Objective ::
Can you lay out the lines below as a Markdown table with the columns "Row" and "Line," numbering each row and leaving out any blank lines?

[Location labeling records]
-------------------------

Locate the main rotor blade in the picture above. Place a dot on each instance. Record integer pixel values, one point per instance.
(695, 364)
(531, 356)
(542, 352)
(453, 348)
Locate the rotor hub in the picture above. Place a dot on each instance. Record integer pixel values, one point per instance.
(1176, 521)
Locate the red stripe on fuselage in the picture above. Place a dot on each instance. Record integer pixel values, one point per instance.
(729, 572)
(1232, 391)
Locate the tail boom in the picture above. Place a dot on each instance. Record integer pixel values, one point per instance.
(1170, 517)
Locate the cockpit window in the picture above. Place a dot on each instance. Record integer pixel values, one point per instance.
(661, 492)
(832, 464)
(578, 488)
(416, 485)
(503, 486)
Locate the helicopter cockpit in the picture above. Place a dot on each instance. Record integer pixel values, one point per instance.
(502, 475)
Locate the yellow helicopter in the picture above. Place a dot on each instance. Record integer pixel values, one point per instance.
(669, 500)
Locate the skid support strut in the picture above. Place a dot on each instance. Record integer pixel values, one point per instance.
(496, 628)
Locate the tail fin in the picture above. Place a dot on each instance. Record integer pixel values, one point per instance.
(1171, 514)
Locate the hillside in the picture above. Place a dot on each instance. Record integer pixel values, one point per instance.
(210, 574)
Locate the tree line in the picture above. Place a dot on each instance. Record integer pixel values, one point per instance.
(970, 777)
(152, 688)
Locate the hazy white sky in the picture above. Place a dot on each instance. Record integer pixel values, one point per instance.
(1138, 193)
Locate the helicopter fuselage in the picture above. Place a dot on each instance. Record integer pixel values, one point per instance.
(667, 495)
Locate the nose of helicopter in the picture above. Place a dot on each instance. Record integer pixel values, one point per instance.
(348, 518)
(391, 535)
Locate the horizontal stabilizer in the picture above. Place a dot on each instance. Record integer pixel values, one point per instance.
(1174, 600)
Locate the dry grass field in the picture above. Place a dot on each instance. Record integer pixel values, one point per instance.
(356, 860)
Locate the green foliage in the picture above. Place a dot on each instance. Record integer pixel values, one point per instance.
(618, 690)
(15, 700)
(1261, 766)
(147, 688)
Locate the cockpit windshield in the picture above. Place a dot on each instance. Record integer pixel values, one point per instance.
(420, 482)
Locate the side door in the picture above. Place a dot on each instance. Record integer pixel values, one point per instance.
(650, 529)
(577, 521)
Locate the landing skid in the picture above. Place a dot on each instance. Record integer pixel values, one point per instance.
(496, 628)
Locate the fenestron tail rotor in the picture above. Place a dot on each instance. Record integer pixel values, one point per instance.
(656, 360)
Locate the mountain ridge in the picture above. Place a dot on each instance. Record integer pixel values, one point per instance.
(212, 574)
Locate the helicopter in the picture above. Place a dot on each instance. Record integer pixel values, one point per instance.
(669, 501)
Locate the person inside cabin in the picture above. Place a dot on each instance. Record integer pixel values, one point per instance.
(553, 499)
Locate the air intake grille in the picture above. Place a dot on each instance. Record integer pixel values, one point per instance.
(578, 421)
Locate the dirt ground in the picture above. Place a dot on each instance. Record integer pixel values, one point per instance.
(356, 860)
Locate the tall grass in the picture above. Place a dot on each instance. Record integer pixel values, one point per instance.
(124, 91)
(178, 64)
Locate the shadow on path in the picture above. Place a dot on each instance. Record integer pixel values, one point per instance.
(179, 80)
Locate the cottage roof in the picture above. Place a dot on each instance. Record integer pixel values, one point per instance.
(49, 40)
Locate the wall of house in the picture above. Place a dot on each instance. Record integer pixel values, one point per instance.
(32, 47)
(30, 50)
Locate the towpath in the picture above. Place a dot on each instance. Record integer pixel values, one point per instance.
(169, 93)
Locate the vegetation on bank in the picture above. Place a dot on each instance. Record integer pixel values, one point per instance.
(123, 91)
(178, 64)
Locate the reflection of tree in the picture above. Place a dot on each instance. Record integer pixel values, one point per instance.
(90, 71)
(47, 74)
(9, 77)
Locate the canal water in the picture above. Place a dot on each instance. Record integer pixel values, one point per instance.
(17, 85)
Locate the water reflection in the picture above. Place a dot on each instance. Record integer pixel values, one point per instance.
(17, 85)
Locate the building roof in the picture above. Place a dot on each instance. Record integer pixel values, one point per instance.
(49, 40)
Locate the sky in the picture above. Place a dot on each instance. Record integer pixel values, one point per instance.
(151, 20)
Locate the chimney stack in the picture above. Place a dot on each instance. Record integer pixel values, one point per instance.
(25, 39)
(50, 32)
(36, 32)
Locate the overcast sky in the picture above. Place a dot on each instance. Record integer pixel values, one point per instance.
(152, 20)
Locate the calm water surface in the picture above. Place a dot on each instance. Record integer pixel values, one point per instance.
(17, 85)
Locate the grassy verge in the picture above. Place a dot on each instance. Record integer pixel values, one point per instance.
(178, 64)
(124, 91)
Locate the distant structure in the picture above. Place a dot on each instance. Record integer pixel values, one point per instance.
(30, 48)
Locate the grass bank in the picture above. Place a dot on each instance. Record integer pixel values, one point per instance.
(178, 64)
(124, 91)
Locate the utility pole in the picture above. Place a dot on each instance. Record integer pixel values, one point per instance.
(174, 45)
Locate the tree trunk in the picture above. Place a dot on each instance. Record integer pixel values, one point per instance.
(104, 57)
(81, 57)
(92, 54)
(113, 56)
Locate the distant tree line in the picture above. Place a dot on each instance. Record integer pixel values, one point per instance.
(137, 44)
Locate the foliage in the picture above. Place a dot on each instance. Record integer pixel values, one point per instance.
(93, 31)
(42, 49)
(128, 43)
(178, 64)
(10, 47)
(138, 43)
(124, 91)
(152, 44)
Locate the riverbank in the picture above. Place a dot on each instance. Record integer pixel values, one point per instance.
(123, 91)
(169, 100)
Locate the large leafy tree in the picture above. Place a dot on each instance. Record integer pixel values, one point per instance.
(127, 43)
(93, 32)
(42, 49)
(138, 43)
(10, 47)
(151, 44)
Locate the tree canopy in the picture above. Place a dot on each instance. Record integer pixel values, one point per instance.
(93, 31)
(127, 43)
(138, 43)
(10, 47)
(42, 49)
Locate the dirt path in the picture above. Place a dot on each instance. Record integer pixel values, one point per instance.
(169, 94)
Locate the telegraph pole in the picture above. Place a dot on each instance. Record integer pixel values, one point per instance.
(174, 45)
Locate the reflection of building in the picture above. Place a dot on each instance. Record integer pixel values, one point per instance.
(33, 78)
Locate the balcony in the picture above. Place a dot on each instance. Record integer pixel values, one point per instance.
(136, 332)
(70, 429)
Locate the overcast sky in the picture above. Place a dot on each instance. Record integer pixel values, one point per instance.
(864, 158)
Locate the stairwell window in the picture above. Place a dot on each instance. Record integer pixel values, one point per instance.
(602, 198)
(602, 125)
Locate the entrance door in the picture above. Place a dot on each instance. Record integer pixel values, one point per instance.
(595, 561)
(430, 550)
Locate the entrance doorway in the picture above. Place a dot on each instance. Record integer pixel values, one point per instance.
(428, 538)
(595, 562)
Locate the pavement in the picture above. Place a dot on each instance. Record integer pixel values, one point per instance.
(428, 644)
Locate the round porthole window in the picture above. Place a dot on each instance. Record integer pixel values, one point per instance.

-------------------------

Exercise solution ::
| Row | Line |
|---|---|
| 1 | Locate the main rotor blade in the picture above. Place a dot on each instance. Record integer pixel values, one point per instance. |
| 2 | (695, 364) |
| 3 | (531, 356) |
| 4 | (542, 352) |
| 5 | (453, 348) |
| 6 | Locate the rotor hub in the picture above. Place a dot on each instance. Record integer pixel values, one point per instance. |
| 7 | (1176, 521) |
| 8 | Locate the red stripe on fuselage in the picture above. Place a dot on each instance. Record integer pixel values, one point per instance. |
| 9 | (729, 572) |
| 10 | (1232, 391) |
| 11 | Locate the tail boom in the picture above. Place a dot on each instance. Record integer pixel values, one point per instance. |
| 12 | (1170, 517) |
| 13 | Locate the cockpit window in the picture above. Place a dot on each instance. Record integer pixel values, one point per instance. |
| 14 | (661, 492) |
| 15 | (832, 464) |
| 16 | (578, 488) |
| 17 | (416, 485) |
| 18 | (503, 486) |
| 19 | Locate the helicopter cockpit in the picture above. Place a dot on each instance. Record integer pixel values, one point per instance. |
| 20 | (502, 475) |
| 21 | Locate the yellow helicopter in the picture above. Place a dot on each instance. Record integer pixel values, one point per instance. |
| 22 | (669, 500) |
| 23 | Locate the skid support strut in the picture above. Place a dot on each instance. Record integer pixel values, one point per instance. |
| 24 | (496, 628) |
| 25 | Locate the tail fin in the picture above. Place a dot on each instance. Record integer pixel values, one point per instance. |
| 26 | (1171, 514) |
| 27 | Locate the hillside in the picture above. Place a dot on each instance. Record integer pixel values, one point per instance. |
| 28 | (210, 574) |
| 29 | Locate the tree line in the picture above. Place a dot on each instance. Record integer pixel values, one point per instance. |
| 30 | (970, 777) |
| 31 | (152, 688) |
| 32 | Locate the hazy white sky in the picture above. Place a dot on each instance. Record integer pixel values, one point per instance. |
| 33 | (1138, 193) |
| 34 | Locate the helicopter fuselage in the picture above. Place a dot on each instance. Record integer pixel values, one point per instance. |
| 35 | (667, 495) |
| 36 | Locate the nose of helicopter in the picture above. Place a dot on each instance. Record integer pixel values, one point per instance. |
| 37 | (348, 518) |
| 38 | (391, 535) |
| 39 | Locate the horizontal stabilizer in the picture above. Place a dot on each instance. Record integer pixel values, one point per instance. |
| 40 | (1174, 600) |
| 41 | Locate the dry grass field in the picture above. Place a dot on each instance. Record integer pixel values, one point per instance. |
| 42 | (356, 860) |
| 43 | Locate the green foliage in the picture above. Place a dot on each instance. Record integer pixel values, one point per instance. |
| 44 | (618, 690) |
| 45 | (15, 700) |
| 46 | (1261, 766) |
| 47 | (147, 688) |
| 48 | Locate the cockpit windshield in the picture above. Place a dot on each instance. Record integer pixel values, one point per instance. |
| 49 | (420, 482) |
| 50 | Locate the side door in the picture above. Place a dot on each instance. Record integer pixel values, one point per instance. |
| 51 | (650, 529) |
| 52 | (577, 521) |
| 53 | Locate the landing skid in the picture above. Place a dot on each instance. Record integer pixel values, one point per instance. |
| 54 | (496, 628) |
| 55 | Locate the fenestron tail rotor in the picture above. Place a dot on each instance. Record integer pixel values, one point per instance. |
| 56 | (656, 360) |
| 57 | Locate the mountain ridge in the picture above. Place a dot on each instance. Record integer pixel values, one point per instance. |
| 58 | (212, 574) |
| 59 | Locate the helicopter in the picture above. Place a dot on each instance. Record integer pixel values, one point per instance. |
| 60 | (669, 501) |
| 61 | Locate the person inside cabin in the picture above. Place a dot on each instance. Record integer pixel values, one point per instance. |
| 62 | (553, 499) |
| 63 | Locate the air intake grille in the picture above. Place a dot on each instance. Record integer pixel values, one point per instance. |
| 64 | (578, 421) |
| 65 | Locate the dirt ground in the picture above. Place a dot on each instance. Record integer pixel values, one point per instance. |
| 66 | (356, 860) |
| 67 | Locate the tall grass in the picture above. Place a dot on each instance. Record integer pixel values, one point per instance. |
| 68 | (124, 91) |
| 69 | (178, 64) |
| 70 | Locate the shadow on path in the picture above. Place a dot on each instance. Record integer pixel values, one point per instance. |
| 71 | (179, 80) |
| 72 | Locate the cottage roof in the picture above. Place a dot on each instance. Record integer pixel values, one point per instance. |
| 73 | (49, 40) |
| 74 | Locate the wall of house in the picture above. Place a dot on each instance. Record integer pixel values, one point per instance. |
| 75 | (32, 47) |
| 76 | (30, 50) |
| 77 | Locate the towpath in the picture above. Place a dot on each instance. Record integer pixel values, one point per instance. |
| 78 | (169, 93) |
| 79 | Locate the vegetation on bank in the picture above. Place a dot on each instance. Record integer pixel values, one point per instance. |
| 80 | (123, 91) |
| 81 | (178, 64) |
| 82 | Locate the reflection of tree in the picture above. Place a dot on each instance. Record integer pixel values, one point per instance. |
| 83 | (90, 71) |
| 84 | (47, 74) |
| 85 | (9, 77) |
| 86 | Locate the canal water in the picture above. Place a dot on each instance. Record integer pixel values, one point per instance. |
| 87 | (17, 85) |
| 88 | Locate the water reflection in the picture above. Place a dot on each instance. Record integer pixel values, one point per instance. |
| 89 | (17, 85) |
| 90 | Locate the building roof in the picture above. Place a dot on each instance. Record integer pixel values, one point per instance. |
| 91 | (49, 40) |
| 92 | Locate the sky in the picture above. Place a dot on each instance. Record integer pixel values, one point per instance. |
| 93 | (151, 20) |
| 94 | Locate the chimney stack in the picture above. Place a dot on each instance. Record integer pixel values, one point per instance. |
| 95 | (25, 39) |
| 96 | (50, 32) |
| 97 | (36, 32) |
| 98 | Locate the overcast sky in the picture above. Place a dot on each instance. Record integer pixel values, one point per instance. |
| 99 | (152, 20) |
| 100 | Locate the calm water surface in the picture above. Place a dot on each instance. Record integer pixel values, one point per instance. |
| 101 | (17, 85) |
| 102 | Locate the grassy verge in the picture above. Place a dot on each instance. Record integer pixel values, one point per instance. |
| 103 | (178, 64) |
| 104 | (124, 91) |
| 105 | Locate the distant structure in the picture above. Place a dot on each instance. Record integer pixel values, one point per instance. |
| 106 | (30, 48) |
| 107 | Locate the grass bank in the picture above. Place a dot on each instance. Record integer pixel values, one point per instance. |
| 108 | (178, 64) |
| 109 | (124, 91) |
| 110 | Locate the utility pole in the picture above. Place a dot on each instance. Record integer pixel values, one point per instance. |
| 111 | (174, 45) |
| 112 | Locate the tree trunk in the picture above. Place a dot on each instance. Record integer pixel values, one point per instance. |
| 113 | (104, 57) |
| 114 | (81, 57) |
| 115 | (92, 54) |
| 116 | (113, 56) |
| 117 | Locate the distant tree line in the picture above. Place a dot on each instance. Record integer pixel values, one point per instance. |
| 118 | (137, 44) |
| 119 | Locate the foliage in the picture above. Place a dot on each instance. Record integer pixel values, one point per instance. |
| 120 | (93, 31) |
| 121 | (42, 49) |
| 122 | (128, 43) |
| 123 | (178, 64) |
| 124 | (10, 47) |
| 125 | (138, 43) |
| 126 | (124, 91) |
| 127 | (152, 44) |
| 128 | Locate the riverbank in the picture above. Place a dot on each instance. Record integer pixel values, one point per instance. |
| 129 | (123, 91) |
| 130 | (169, 100) |
| 131 | Locate the large leafy tree in the picture above. Place a dot on each instance. Record integer pixel values, one point per instance. |
| 132 | (127, 43) |
| 133 | (93, 32) |
| 134 | (42, 49) |
| 135 | (138, 43) |
| 136 | (10, 47) |
| 137 | (151, 44) |
| 138 | Locate the tree canopy in the picture above. Place a dot on each instance. Record integer pixel values, one point per instance. |
| 139 | (93, 31) |
| 140 | (127, 43) |
| 141 | (138, 43) |
| 142 | (10, 47) |
| 143 | (42, 49) |
| 144 | Locate the dirt path in the picture above. Place a dot on each instance. Record integer pixel values, one point per instance. |
| 145 | (169, 94) |
| 146 | Locate the telegraph pole in the picture above. Place a dot on each instance. Record integer pixel values, one point per instance. |
| 147 | (174, 45) |
| 148 | Locate the reflection of building in the picture above. Place a dot on each instance. Record integer pixel values, one point per instance. |
| 149 | (33, 78) |
| 150 | Locate the balcony in the picture above. Place a dot on each instance. Record integer pixel values, one point per instance. |
| 151 | (136, 332) |
| 152 | (70, 429) |
| 153 | Locate the overcast sky in the picture above. Place a dot on each instance. Record integer pixel values, one point per instance. |
| 154 | (864, 158) |
| 155 | Locate the stairwell window in the picture above. Place a dot on each instance. Record integer pixel values, one point per instance. |
| 156 | (602, 198) |
| 157 | (602, 125) |
| 158 | Locate the entrance door in the picture above. Place a dot on each instance. Record integer pixel values, one point per instance. |
| 159 | (595, 561) |
| 160 | (430, 550) |
| 161 | Locate the entrance doorway in the picture above. Place a dot on each instance. Record integer pixel values, one point per instance. |
| 162 | (428, 538) |
| 163 | (595, 562) |
| 164 | Locate the pavement in the picture above. Place a dot on each instance. Record integer pixel values, one point per instance. |
| 165 | (428, 644) |
| 166 | Locate the round porthole window in the picture above. Place a dot on each instance. Record integer pixel values, one point per instance. |